Many of us hunkering at home while the coronavirus rages on are behaving like college freshmen on vacation: Staying up past midnight watching movies, sleeping late the next morning because our work schedule has been discombobulated and staying indoors call day checking their screens to keep up with corona-news.
The problem with this? (Apart from leading to stress-eating, weight gain and anxiety or depression.) All these behaviors mess with our sleep. And yet, it’s never been important than now to get sleep.
We’ve known for many years that sleep is essential to health — be it cardiovascular, metabolic, mental or even reproductive health. The immune system is no exception; it simply can’t function properly if we don’t get 7-8 hours of restful sleep every night.
Your immune system never sleeps — but it works best when you do
Our bodies make proteins called antibodies to neutralize pathogenic bacteria and viruses. Most of these antibodies are made when we sleep. If you’re not getting enough sleep, you’re probably not making the antibodies your body needs to ward off infections and disease.
Research shows that sleep quality and quantity are essential for proper immune function — not just during flu season, but also for the many other important roles the immune system plays, such as killing cancerous cells, or being able to distinguish pathogenic invaders (bacteria, viruses or parasites) from benign cells (e.g., the body’s own tissues).
For instance, researchers in Germany last year found that sound sleep improves immune cells known as T cells. “T cells are are type of immune cells that fight intracellular pathogens, for example virus-infected cells such as flu, HIV, herpes, and cancer cells,” Stoyan Dimitrov, PhD, a researcher at the University of Tübingen and an author of the study, told Healthline.
Another study showed that people with insomnia had a weaker immune response to the flu vaccine, while yet another study showed that poor sleep altered the expression of genes related to immune function in some people.
Similarly, a 2015 study looked at how sleep affected participants’ risk of infection and symptoms after being exposed to the common-cold-causing rhinovirus. After correcting for all other factors, sleep duration was the biggest predictor of whether or not people would develop a cold. Compared to seven hours’ sleep, sleeping less than five hours a night increased participants’ chances of developing a cold 4.5 times! Getting five to six hours per night wasn’t much better: the risk was still 4.24 times higher. And even when they got six to seven hours of sleep per night, people still had a 66% higher risk of developing a cold compared to those who slept seven hours or more.

Dataset entries:
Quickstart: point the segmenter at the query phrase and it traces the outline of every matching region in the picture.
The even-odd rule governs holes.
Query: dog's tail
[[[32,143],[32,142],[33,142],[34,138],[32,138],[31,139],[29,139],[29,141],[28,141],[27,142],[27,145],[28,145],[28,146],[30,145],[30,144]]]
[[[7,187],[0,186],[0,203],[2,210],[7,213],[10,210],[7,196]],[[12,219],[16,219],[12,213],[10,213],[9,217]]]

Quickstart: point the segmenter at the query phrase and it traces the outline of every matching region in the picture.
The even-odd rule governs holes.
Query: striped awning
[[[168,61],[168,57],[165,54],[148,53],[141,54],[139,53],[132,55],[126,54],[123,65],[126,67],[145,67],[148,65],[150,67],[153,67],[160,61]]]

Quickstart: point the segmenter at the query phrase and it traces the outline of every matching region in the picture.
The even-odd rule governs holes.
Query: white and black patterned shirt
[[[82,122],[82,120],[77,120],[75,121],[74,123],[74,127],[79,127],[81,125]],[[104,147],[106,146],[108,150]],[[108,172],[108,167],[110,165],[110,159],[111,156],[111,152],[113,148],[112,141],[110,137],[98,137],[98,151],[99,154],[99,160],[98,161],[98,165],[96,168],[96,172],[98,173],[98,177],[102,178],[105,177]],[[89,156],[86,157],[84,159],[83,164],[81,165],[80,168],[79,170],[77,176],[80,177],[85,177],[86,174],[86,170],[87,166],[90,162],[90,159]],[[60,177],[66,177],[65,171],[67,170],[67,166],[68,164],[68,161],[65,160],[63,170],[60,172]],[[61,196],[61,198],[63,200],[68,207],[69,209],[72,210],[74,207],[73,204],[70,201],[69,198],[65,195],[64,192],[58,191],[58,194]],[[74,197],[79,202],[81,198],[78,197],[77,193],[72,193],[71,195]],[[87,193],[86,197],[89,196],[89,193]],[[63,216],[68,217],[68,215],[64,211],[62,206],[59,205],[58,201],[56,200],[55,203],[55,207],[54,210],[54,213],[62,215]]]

QUESTIONS:
- a) In the article on sleep and the immune system, what type of immune cell did the German researchers find is improved by sound sleep?
- b) Take the article on sleep and the immune system further, continuing on from its final paragraph.
The material above plays no part in this work.

TASK ANSWERS:
- a) T cells.

- b)
Finally, a 2012 study of female nurses aged 37-57 with no preexisting conditions showed that those who routinely slept less than five hours per night had a 70% higher risk of getting pneumonia over a four-year period than those who routinely slept eight hours per night.
What if you have trouble sleeping?
Many people I work with struggle with sleep (long before the coronavirus came along!). For them, the threat of Covid-19 should be a great incentive to work on improving their sleep.
There are many ways to do this and they vary from one person to another. However, most people notice that their sleep duration and quality improves when they practice some or all of the following: —
- Design a sleep schedule that allows eight to nine hours in bed (not all of which will be spent sleeping; it can take 1/2 hour so longer to fall asleep)
- Avoid caffeine after noon; if this doesn’t help, omit it entirely
- Minimize sugar and refined carbs, esp. in the afternoon and evening
- Exercise daily – ideally alternating cardio and strength exercises
- Spend time outdoors every day, ideally in the morning to reset your body clock and help it regulate your sleep-wake hormones (you could kill two birds with one stone by exercising outdoors — bingo!)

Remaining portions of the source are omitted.